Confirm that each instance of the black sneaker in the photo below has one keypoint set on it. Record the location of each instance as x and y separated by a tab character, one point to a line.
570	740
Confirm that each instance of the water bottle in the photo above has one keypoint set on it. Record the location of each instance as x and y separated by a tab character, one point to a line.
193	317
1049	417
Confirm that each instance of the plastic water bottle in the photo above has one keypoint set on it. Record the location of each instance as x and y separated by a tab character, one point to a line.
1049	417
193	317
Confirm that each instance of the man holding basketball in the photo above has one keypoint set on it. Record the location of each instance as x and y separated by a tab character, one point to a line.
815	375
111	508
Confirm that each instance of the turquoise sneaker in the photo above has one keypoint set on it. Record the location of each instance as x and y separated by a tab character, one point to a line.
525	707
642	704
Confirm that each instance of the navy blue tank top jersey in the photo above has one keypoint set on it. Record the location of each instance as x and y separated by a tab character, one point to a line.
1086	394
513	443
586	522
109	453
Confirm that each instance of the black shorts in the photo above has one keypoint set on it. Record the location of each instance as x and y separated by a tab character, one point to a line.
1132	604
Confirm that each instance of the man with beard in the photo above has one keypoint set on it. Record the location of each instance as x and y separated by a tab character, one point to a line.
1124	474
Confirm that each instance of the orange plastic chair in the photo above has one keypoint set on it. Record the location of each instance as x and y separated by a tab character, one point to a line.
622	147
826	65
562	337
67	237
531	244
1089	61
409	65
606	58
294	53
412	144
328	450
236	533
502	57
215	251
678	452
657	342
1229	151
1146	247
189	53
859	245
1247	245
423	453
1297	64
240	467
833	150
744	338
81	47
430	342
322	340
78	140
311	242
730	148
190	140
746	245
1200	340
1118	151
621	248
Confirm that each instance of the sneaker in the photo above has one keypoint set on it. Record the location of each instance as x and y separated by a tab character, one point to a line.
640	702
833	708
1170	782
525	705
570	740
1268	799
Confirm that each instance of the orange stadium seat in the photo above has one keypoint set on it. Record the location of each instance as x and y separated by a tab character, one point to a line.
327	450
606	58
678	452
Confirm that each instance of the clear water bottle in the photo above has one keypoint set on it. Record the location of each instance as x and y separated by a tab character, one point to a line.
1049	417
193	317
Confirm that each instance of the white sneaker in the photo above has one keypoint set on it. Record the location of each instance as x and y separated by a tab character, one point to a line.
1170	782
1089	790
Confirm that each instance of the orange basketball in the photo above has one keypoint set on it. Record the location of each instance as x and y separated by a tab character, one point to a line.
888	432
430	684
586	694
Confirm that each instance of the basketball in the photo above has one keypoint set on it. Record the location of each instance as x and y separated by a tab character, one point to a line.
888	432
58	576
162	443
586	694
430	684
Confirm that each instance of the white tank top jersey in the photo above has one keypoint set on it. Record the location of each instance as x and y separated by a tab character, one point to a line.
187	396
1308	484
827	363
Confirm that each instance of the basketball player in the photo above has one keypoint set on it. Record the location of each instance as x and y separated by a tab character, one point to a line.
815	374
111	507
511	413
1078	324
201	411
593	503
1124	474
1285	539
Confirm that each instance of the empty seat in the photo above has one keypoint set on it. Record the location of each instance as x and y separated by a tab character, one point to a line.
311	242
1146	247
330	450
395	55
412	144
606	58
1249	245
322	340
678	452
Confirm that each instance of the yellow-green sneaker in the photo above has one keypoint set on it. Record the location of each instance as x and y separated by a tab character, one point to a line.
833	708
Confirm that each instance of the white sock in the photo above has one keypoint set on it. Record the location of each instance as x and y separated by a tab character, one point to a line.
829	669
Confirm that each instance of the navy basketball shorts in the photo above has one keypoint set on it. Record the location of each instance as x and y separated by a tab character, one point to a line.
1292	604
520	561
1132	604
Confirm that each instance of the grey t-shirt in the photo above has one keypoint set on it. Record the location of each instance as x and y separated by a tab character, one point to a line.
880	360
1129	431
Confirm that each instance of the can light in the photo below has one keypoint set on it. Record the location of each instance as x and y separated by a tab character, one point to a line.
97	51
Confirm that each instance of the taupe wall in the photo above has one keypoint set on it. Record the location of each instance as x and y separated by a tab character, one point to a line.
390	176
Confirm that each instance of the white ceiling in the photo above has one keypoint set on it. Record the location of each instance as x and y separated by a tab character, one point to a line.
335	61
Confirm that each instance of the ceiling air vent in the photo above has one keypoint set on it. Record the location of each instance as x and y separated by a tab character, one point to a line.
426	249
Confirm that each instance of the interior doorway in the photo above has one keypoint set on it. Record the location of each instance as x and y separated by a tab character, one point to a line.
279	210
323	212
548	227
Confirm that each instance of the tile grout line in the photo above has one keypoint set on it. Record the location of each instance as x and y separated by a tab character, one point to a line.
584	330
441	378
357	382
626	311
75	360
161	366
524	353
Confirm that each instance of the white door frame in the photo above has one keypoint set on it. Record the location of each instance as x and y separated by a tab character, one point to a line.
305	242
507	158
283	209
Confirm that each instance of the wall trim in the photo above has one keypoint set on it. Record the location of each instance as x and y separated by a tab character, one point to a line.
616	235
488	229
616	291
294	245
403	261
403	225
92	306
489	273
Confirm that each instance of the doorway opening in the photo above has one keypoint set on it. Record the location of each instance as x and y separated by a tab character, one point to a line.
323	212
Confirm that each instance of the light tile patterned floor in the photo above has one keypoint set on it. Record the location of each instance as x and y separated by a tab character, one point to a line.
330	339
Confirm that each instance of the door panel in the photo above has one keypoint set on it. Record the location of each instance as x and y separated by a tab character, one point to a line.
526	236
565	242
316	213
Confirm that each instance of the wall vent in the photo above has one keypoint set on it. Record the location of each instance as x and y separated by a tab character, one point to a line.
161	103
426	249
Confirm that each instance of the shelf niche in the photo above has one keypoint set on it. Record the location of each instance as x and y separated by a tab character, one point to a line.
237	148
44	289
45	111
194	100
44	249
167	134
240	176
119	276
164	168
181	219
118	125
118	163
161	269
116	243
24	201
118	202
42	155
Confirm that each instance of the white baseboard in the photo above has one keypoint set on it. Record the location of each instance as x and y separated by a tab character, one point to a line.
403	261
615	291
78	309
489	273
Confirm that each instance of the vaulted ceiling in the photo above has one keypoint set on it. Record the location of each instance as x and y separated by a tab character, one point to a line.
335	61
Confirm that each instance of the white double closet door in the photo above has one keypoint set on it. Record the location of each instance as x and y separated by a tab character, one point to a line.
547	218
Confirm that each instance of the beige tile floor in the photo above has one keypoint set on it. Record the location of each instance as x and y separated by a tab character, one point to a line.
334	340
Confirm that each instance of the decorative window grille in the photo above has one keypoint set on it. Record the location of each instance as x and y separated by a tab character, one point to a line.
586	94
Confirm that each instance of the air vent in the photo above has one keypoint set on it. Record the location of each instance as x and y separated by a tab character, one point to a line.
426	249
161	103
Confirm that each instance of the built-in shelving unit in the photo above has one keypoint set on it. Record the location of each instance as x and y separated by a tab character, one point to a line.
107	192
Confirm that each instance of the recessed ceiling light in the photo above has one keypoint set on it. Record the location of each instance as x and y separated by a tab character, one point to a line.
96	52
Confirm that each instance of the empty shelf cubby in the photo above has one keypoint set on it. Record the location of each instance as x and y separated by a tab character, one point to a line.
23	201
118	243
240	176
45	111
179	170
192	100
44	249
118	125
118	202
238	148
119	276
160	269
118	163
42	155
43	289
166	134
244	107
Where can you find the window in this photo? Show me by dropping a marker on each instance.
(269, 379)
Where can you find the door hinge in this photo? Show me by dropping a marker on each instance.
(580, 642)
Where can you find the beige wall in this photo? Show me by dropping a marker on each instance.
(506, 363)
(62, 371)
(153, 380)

---

(ACTIVITY) Reply with the complete data above, every character as it stands.

(RESULT OF THE EXERCISE)
Confirm that each instance of the black sneaker in the photo below has one keypoint set on it. Record the location of each instance as x and y separated by a tab character, one point to a line.
570	740
Confirm that each instance of the water bottle in the photo above has one keypoint set on it. Record the location of each instance as x and y separated by a tab character, one point to a line.
193	317
1049	417
Confirm that each instance of the plastic water bottle in the photo above has one keypoint set on it. Record the location of each instance as x and y separated by a tab character, one point to a line.
1049	417
193	317
Confirm that each instance of the man holding basketball in the photo above has one keypoint set on it. Record the location of each instance as x and y separated by a tab character, one point to a line.
815	375
111	508
Confirm that each instance of the turquoise sneaker in the photo above has one keypoint set on it. Record the location of each instance as x and y separated by a tab character, one point to a line.
525	707
642	704
Confirm that each instance of the navy blue tank top jersey in the photo above has one keypoint set on it. Record the location of each instance as x and y separated by a tab character, one point to a line.
1086	394
513	443
586	522
109	453
Confirm that each instance of the black shorts in the photo above has one keypoint set on it. Record the location of each instance as x and y separated by a tab character, one point to a line.
1132	604
Confirm that each instance of the man with beard in the photo above has one keypoint set on it. Record the location of each instance as x and y separated by a tab character, one point to a line.
1124	474
Confirm that each instance of the orange plastic chair in the photo above has one keypoint set on it. Record the location of each instance as x and y separated by a tab character, one point to a line.
622	147
826	65
562	337
67	237
531	244
1089	61
409	65
606	58
294	53
412	144
328	450
236	533
502	57
215	251
678	452
657	342
1229	151
1146	247
189	53
859	245
1247	245
423	453
1297	64
240	467
833	150
744	338
81	47
430	342
322	340
78	140
311	242
730	148
190	140
746	245
1200	340
1118	151
621	248
Confirm that each instance of the sneaker in the photo above has one keypoint set on it. Record the location of each instance as x and y separated by a tab character, one point to a line.
640	702
833	708
1170	782
525	705
570	740
1268	799
Confirm that each instance of the orange stadium seat in the photo above has one keypoint set on it. Record the location of each instance as x and y separated by a tab character, one point to a line.
327	450
606	58
678	452
Confirm that each instance of the clear water bottle in the photo above has one keypoint set on it. Record the location of each instance as x and y separated by a tab character, one point to a line.
1049	417
193	317
Confirm that each instance of the white sneaker in the photo above has one keypoint set on it. Record the location of each instance as x and y separated by a tab character, one point to a line.
1170	782
1089	790
Confirm that each instance of the orange basketball in the photo above has one keypoint set on it. Record the location of each instance as x and y separated by a tab character, one point to a line.
888	432
430	684
586	694
Confirm that each instance of the basketball in the photo above has one keypoint set on it. Record the location of each instance as x and y separated by a tab character, one point to a line.
888	432
58	576
162	443
586	694
430	684
Confirm that each instance of the white tank top jersey in the photo above has one keypoint set on it. Record the location of each instance as x and y separated by a tab character, one point to a line.
187	396
1308	484
827	363
Confirm that each instance of the basketball player in the photo above has one keypoint set on it. Record the location of each instance as x and y separated by a tab character, one point to a line.
815	374
111	507
511	413
1078	324
201	411
593	503
1124	474
1285	539
Confirm that each instance of the empty seat in the photo above has one keypoint set on it. Record the location of each instance as x and y separated by a tab character, one point to a line.
311	242
1146	247
330	450
395	55
412	144
606	58
1249	245
322	340
678	452
Confirm that each instance of the yellow-green sneaker in the photo above has one keypoint set on it. Record the location of each instance as x and y separated by a tab character, one point to a line.
833	708
Confirm that each instance of the white sock in the photo above has one keypoint set on it. Record the location of each instance as x and y separated by a tab character, one point to a line.
829	669
Confirm that each instance of the navy basketball shorts in the photo above has one keypoint set on it. Record the location of each instance as x and y separated by a tab character, one point to a line.
1292	604
520	561
1132	604
Confirm that each instance of the grey t-shirt in the photo above has one keypoint set on it. Record the location of each instance as x and y separated by a tab character, one point to a line.
880	360
1129	431
Confirm that each instance of the can light in the photo below has one keypoint set on it. Record the location of each instance as x and y separated by a tab character, one point to a line.
97	51
Confirm that each instance of the taupe wall in the photo above has one keypoint set on it. Record the location of each instance as x and y separated by a tab character, one point to a line.
390	176
Confirm that each instance of the white ceiling in the photo above has one keypoint set on it. Record the location of each instance as x and y separated by a tab character, one point to a line.
335	61
Confirm that each instance of the ceiling air vent in the photo above has one keypoint set on it. Record the location of each instance as x and y separated by a tab character, one point to a line.
426	249
Confirm that each instance of the interior doorway in the photo above has one keypoint set on it. Record the location of each instance as x and y separated by a tab character, one point to a line.
279	210
323	212
548	227
Confirm that each instance of the tile grout line in the photo above has one keypoint set on it. Record the location of each instance as x and y separated by a tab character, one point to a line.
584	330
441	378
357	382
626	311
75	360
161	366
524	353
Confirm that each instance of the white door frame in the photo above has one keypoint set on it. Record the location of each instance as x and y separated by a tab character, one point to a line.
305	242
507	158
283	209
Confirm that each instance of the wall trim in the photo above has one keypoint set on it. Record the location of each instance as x and y separated by a tab character, one point to a line.
616	235
488	229
616	291
294	245
403	261
403	225
92	306
489	273
Confirm that each instance of the doorway opening in the photo above has one keypoint set on it. Record the location of each instance as x and y separated by a tab character, one point to a line.
323	212
Confirm that each instance of the light tile patterned floor in the photo above has one keypoint set on it. Record the location of each instance as x and y separated by a tab character, one point to a line.
330	339
Confirm that each instance of the door panel in the photo above has one keypoint set on it. Record the location of each instance as x and y separated by a tab character, one point to a line.
526	236
565	242
316	213
Confirm that each instance of the wall vent in the photo above has one keypoint set on it. Record the location of each instance as x and y separated by a tab character, one point to a line.
161	103
426	249
Confirm that each instance of the shelf niche in the photo above has one keypoint set on it. Record the location of each instance as x and y separated by a tab character, one point to a line.
237	148
44	289
45	111
194	100
44	249
167	134
240	176
119	276
164	168
181	219
118	125
118	163
161	269
116	243
24	201
118	202
42	155
Confirm that each instance of the white baseboard in the photo above has one keypoint set on it. Record the location of each instance as x and y separated by a tab character, one point to a line.
403	261
615	291
78	309
489	273
Confirm that each instance of the vaulted ceiling in the photo above has one keypoint set on it. Record the location of each instance as x and y separated by a tab character, one point to a line.
335	61
Confirm that each instance of the white double closet door in the photo above has one keypoint set on it. Record the location of each instance as x and y separated by a tab character, one point to a line.
547	218
Confirm that each instance of the beige tile floor in the photo above has one keypoint set on it. Record the location of each instance as x and y separated by a tab character, one point to a line.
334	340
Confirm that each instance of the decorative window grille in the photo above has one keypoint set on it. Record the location of each instance as x and y separated by a tab character, one point to a line.
586	94
Confirm that each instance of the air vent in the photo above has one keypoint set on it. Record the location of each instance as x and y separated by a tab character, one point to a line.
426	249
161	103
Confirm that each instance of the built-in shelving unit in the photo above has one keypoint set on it. Record the location of each instance as x and y separated by a tab character, one point to a line.
107	192
Confirm that each instance of the recessed ceiling light in the photo above has one keypoint set on it. Record the location of each instance as x and y separated by a tab character, one point to a line.
96	52
Confirm that each instance of the empty shelf cubby in the photo above has one keypoint set on it. Record the location of each instance as x and y separated by a tab character, one point to a line.
23	201
118	243
240	176
45	111
179	170
192	100
44	249
118	125
118	202
238	148
119	276
160	269
118	163
42	155
43	289
166	134
244	107
Where can you find the window in this photo? Show me by dropping a marker on each instance.
(269, 379)
Where can you find the door hinge in this photo? Show me by dropping a marker on each instance.
(580, 642)
Where can you find the beige wall in this photo? Show me by dropping a marker on each instance.
(506, 363)
(62, 371)
(153, 380)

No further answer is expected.